• [The data]:
════════════════════

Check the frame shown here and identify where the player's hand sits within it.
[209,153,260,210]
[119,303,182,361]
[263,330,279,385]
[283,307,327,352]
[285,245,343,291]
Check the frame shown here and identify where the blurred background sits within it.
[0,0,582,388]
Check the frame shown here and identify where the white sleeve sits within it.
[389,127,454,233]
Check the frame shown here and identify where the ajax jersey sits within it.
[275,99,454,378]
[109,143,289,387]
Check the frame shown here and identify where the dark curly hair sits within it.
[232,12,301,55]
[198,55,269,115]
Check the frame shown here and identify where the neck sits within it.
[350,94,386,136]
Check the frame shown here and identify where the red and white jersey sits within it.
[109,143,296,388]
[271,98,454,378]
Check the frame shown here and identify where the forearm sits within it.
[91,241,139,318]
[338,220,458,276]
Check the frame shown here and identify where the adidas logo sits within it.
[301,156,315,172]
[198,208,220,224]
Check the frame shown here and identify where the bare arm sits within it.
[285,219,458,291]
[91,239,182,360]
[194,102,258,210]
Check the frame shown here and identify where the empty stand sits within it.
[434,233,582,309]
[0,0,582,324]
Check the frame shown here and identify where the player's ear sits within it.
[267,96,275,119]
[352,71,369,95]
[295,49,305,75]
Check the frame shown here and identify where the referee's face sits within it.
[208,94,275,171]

════════════════════

Rewrite the records beginning at the line that contains "Check the frame shown here and identify where the dark" and stopping after the line that contains "[0,0,582,324]", changing "forearm" to "lower arm" and leaving everything else as it is.

• [Worked answer]:
Check the frame shown here and identify where the dark curly hair sits within it.
[232,12,301,55]
[198,55,269,115]
Check the frame shown here and identify where the neck sits within it.
[350,94,386,136]
Check the frame shown here and identify where the red and white jersey sits within it.
[109,143,296,388]
[271,98,454,378]
Check the frame shown here and identify where the lower arm sits within it.
[91,241,139,318]
[338,220,458,276]
Check the frame shown here and identify where the adidas logo sits within it.
[301,156,315,172]
[198,208,220,224]
Check the frame shown here and identify where the bare arm sits within it.
[285,219,458,291]
[91,239,182,360]
[194,102,258,210]
Check the frame shown here and identify where the empty stand sits within it.
[434,233,582,309]
[0,0,582,324]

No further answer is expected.